DATA PROVIDED:
+ + + + +
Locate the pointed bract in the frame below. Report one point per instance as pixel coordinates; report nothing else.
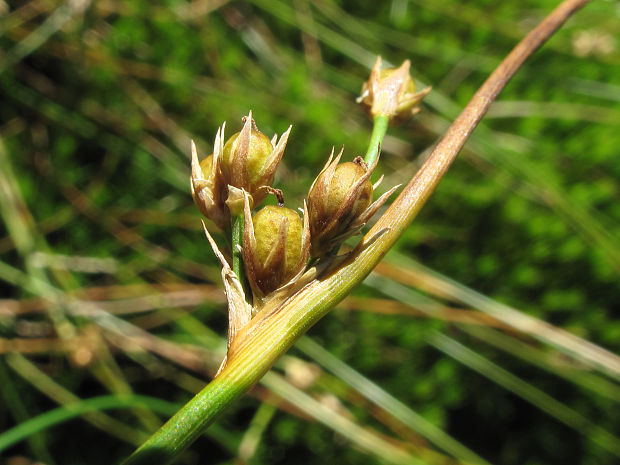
(207, 184)
(249, 162)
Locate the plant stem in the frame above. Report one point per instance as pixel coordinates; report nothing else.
(237, 239)
(380, 124)
(274, 330)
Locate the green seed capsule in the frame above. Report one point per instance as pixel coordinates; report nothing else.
(340, 194)
(251, 160)
(276, 254)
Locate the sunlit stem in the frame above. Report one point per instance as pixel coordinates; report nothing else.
(378, 133)
(237, 238)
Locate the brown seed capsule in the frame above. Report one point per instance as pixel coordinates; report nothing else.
(275, 247)
(339, 203)
(249, 162)
(208, 186)
(391, 92)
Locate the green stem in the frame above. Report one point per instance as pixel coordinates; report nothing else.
(237, 239)
(379, 129)
(271, 333)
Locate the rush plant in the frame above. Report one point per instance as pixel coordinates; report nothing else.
(282, 272)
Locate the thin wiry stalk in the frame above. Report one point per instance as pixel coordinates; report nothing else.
(271, 333)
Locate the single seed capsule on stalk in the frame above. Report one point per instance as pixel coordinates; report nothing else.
(275, 247)
(249, 162)
(391, 92)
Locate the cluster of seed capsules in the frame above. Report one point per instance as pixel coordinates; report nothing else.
(278, 243)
+ + + + +
DIRECTIONS: Starting at the line that contains "Locate the cluster", copy each line through the last one in the records, exactly, and output nothing else.

ANSWER TO THIS EXERCISE:
Locate the cluster of seed capsules in the frame above. Report one point per instance as pixel coordinates; report nothing else.
(278, 243)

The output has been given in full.